C’est pourquoi après avoir voté contre l’accord lorsqu’il nous avait été soumis tant en CEN qu’au CN, je ne prendrai pas part au vote d’aujourd’hui sur les candidatures.

Je comprends les camarades qui ont voté pour l’accord en le concevant comme une coalition qui permet de garder le contact avec les gens et de porter le drapeau de l’unité, mais je pense que nous pouvions nous y prendre autrement, même si je n’ai pas le temps ici de développer.

3 Mais bien sûr, cet accord va vivre. Quelles sont « nos tâches » alors, dans ce contexte ? Il ne s’agit pas de faire la grimace et la fine bouche. Il s’agit de pousser notre apport autonome. Notre apport pour avancer. D’autant qu’il existe un débat, à gauche. UN débat, et un sacré défi si on veut réussir !

Données fournies:

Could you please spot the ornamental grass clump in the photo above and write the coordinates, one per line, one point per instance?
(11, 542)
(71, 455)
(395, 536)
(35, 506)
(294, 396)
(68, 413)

Consignes:
[a] Résumez le texte d'étude en deux phrases.
[b] Prolongez le texte d'étude, consacré à l'accord, à partir de l'endroit où il s'arrête.
Les lignes forment un matériau indépendant du texte d'étude.

Résultats attendus:
[a] Après avoir voté contre l'accord en CEN comme au CN, la personne qui s'exprime annonce qu'elle ne prendra pas part au vote sur les candidatures, tout en comprenant les camarades qui l'ont soutenu comme une coalition portant le drapeau de l'unité. Puisque l'accord va vivre, elle juge qu'il faut pousser un apport autonome plutôt que faire la fine bouche, d'autant qu'un débat existe à gauche.

[b]
Le sens de notre intervention pourrait être « se donner les moyens et les pouvoirs d’un changement réussi ». Ce combat qui, malgré les efforts de nombreux militants et organisations du parti, a tant fait défaut durant la campagne, il est grand temps de le mener ! C’est même indispensable. Je prendrai cinq points :

- Pouvoir d’achat. Faut-il mettre en avant une revendication de niveau des salaires ? Je pense qu’il faut plutôt insister : pour améliorer durablement le pouvoir d’achat et les conditions de vie, on ne peut pas se contenter de « chèques cadeaux » ou d’augmentations ponctuelles. Il faut changer profondément les choses : changer la logique des entreprises, en y faisant reculer la logique du capital en mettant de toutes autres conditions aux aides publiques et au crédit aux entreprises, et créer tout de suite beaucoup d’emplois. C’est très différent d’une énième pétition pour réclamer une augmentation de X euros du SMIC. C’est porter la bataille sur les moyens et pouvoirs. Tirons les leçons de la réussite de la pétition « des milliards pour l’hôpital » par rapport à la pétition pour une allocation Covid, lancée quasi en même temps mais qui a rassemblé 10 fois moins de signatures.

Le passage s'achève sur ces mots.